In artikel 1:81, derde lid, Wft is bepaald dat de toezichthouder, in afwijking van het eerste en tweede lid, de boete kan vaststellen op ten hoogste twee keer het bedrag van het voordeel dat de overtreder door de overtreding heeft verkregen, indien diens voordeel groter is dan € 2.000.000,-. Bij toepassing van het derde lid van artikel 1:81 Wft is het Bbbfs derhalve niet van toepassing.

Over de wijze waarop bij toepassing van het derde lid het voordeel moet worden bepaald, is de conclusie in de wetsgeschiedenis: “[…] Daarom valt er geen vaste formule te geven voor het berekenen van het financieel voordeel.”19

In deze zaak acht de AFM de bruto winst (omzet minus kosten, voor belastingen) een juist criterium om het voordeel te bepalen.

3.1.2.2 Berekening verkregen voordeel Friendly Finance

Inkomsten

In de onderzoeksfase heeft Friendly Finance aan de AFM een overzicht verstrekt, waaruit blijkt dat zij in de periode van 10 juni tot en met 29 december 2011 in totaal 28.182 kredieten heeft verstrekt, die haar inkomsten hebben opgeleverd van in totaal € 1.990.974,61 (verschil tussen door Friendly Finance betaalde koopprijs van de vordering van de consument en de waarde van die vordering).

**GEGEVENSBLOK:**
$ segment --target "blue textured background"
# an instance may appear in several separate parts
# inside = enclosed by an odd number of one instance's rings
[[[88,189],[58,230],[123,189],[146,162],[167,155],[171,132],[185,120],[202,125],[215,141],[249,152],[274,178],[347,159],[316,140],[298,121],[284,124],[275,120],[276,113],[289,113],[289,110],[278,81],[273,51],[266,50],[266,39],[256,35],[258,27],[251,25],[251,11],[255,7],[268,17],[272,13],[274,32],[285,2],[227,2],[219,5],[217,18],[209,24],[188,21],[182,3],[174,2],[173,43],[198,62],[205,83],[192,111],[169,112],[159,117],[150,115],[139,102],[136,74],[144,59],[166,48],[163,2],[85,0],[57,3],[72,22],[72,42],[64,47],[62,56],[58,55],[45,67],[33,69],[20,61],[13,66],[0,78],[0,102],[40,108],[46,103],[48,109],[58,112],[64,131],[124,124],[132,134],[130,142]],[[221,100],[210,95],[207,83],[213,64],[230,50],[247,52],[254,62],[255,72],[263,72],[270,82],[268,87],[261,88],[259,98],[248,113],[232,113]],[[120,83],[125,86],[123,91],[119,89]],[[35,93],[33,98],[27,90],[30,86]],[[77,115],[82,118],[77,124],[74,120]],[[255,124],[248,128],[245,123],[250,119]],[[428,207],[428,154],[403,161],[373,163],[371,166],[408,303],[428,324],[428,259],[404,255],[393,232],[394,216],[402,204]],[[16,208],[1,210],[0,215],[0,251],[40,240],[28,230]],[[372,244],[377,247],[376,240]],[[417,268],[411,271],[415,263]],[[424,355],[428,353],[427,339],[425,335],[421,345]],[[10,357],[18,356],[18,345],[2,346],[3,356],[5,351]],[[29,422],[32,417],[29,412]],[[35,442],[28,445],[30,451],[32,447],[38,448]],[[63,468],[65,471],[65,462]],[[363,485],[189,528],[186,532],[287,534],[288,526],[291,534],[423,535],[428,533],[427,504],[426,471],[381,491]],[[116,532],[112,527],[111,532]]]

**OPDRACHT:**
Kopieer woordelijk een deel van het tekstfragment: begin bij de woorden "3.1.2.2 Berekening verkregen" en stop na "van die vordering).". De lijst staat los van het tekstfragment.

**ANTWOORD:**
3.1.2.2 Berekening verkregen voordeel Friendly Finance

Inkomsten

In de onderzoeksfase heeft Friendly Finance aan de AFM een overzicht verstrekt, waaruit blijkt dat zij in de periode van 10 juni tot en met 29 december 2011 in totaal 28.182 kredieten heeft verstrekt, die haar inkomsten hebben opgeleverd van in totaal € 1.990.974,61 (verschil tussen door Friendly Finance betaalde koopprijs van de vordering van de consument en de waarde van die vordering).